* The task:
Return all of the data exactly as written, without the pictures.

......

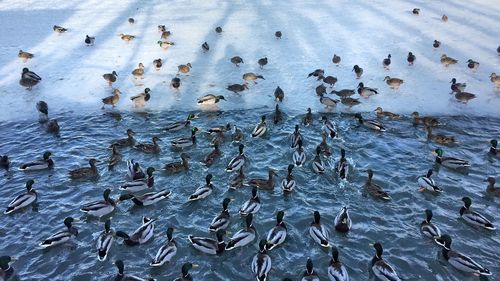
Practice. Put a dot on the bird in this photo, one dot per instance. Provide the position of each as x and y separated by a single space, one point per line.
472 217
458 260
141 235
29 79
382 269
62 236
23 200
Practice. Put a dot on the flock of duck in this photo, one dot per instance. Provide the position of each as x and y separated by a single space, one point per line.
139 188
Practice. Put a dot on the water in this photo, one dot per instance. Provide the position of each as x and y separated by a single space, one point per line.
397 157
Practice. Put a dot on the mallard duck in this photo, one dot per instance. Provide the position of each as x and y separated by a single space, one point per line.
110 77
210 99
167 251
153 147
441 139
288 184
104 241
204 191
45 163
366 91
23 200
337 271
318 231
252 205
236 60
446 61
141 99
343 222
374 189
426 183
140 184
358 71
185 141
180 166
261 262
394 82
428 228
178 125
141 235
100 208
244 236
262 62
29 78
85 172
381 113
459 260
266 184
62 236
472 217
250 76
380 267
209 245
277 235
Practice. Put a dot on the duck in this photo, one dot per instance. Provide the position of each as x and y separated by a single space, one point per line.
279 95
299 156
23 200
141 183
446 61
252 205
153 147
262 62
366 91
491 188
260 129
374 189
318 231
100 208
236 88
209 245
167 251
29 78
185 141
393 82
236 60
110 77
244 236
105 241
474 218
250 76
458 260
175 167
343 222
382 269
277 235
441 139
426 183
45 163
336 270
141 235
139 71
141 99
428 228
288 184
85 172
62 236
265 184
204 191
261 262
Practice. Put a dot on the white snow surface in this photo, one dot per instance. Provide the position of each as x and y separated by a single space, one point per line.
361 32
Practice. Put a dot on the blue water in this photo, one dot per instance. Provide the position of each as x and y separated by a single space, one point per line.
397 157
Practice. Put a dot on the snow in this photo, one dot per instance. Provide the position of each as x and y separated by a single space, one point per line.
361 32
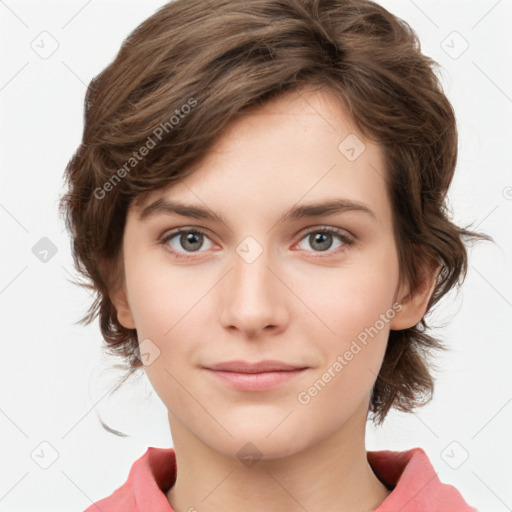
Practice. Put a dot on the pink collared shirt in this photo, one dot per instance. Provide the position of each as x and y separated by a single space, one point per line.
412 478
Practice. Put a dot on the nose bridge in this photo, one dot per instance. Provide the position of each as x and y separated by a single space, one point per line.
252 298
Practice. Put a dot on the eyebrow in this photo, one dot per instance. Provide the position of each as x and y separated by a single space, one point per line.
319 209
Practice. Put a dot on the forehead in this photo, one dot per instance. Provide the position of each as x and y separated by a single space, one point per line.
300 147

......

* Task response:
Practice. Put a dot on the bird in this photo, one dot per instance. Provide the position of each as x and y separated by a single space, one point per line.
472 217
458 260
141 235
29 79
382 269
62 236
23 200
Practice. Put a dot on the flock of duck in this photo, one dot per instance. Provide the position of each as x and y separated by a single space, one point per line.
139 188
Practice. Put a dot on the water in this photo, one dot per instance. Provide the position of each as x and y separated by a single space, one point per line.
397 157
Practice. Put a dot on the mallard duck in this photo, one dot per instance. Provide the position of each as x and y separated by a single space, one point per line.
110 77
210 99
167 251
153 147
441 139
288 184
104 241
204 191
45 163
366 91
23 200
337 271
318 231
252 205
236 60
446 61
141 99
343 222
374 189
426 183
140 184
358 71
185 141
180 166
261 262
394 82
428 228
178 125
141 235
100 208
244 236
262 62
29 78
85 172
381 113
459 260
266 184
62 236
472 217
250 76
380 267
209 245
277 235
Practice. Put a dot on the duck in this photo, one dot per instance. Provide the position of each as x and y separated by a single space, one point per line.
279 95
299 156
23 200
141 183
446 61
252 205
153 147
262 62
366 91
491 188
260 129
374 189
318 231
100 208
236 88
209 245
167 251
29 78
185 141
393 82
236 60
110 77
244 236
105 241
474 218
250 76
458 260
175 167
343 222
382 269
277 235
441 139
426 183
45 163
336 270
141 235
139 71
141 99
428 228
288 184
85 172
62 236
265 184
204 191
261 262
Practice. Put a dot on the white snow surface in this photo, one dot per instance. Provide the position of each as x and y separated by a single space, one point per line.
361 32
Practice. Put a dot on the blue water in this photo, one dot per instance. Provide the position of each as x and y separated by a single space, one point per line.
397 157
Practice. Put a dot on the snow in this photo, one dot per instance. Provide the position of each as x and y separated by a single space, one point per line.
361 32
Practice. Put a dot on the pink collared shirt in this photo, one dot per instance. Provide the position of each as x and y separated by a single space, one point per line.
412 478
Practice. Put a dot on the nose bridge in this photo, one dot per instance. Provide the position of each as x and y separated by a single space, one point per line.
252 298
Practice. Put a dot on the eyebrow in this photo, one dot per instance. Provide the position of each as x and y separated by a single space, one point per line.
319 209
Practice. Put a dot on the forehead in this photo, one dot per instance. Provide the position of each as x and y separated by a single space, one point per line.
300 147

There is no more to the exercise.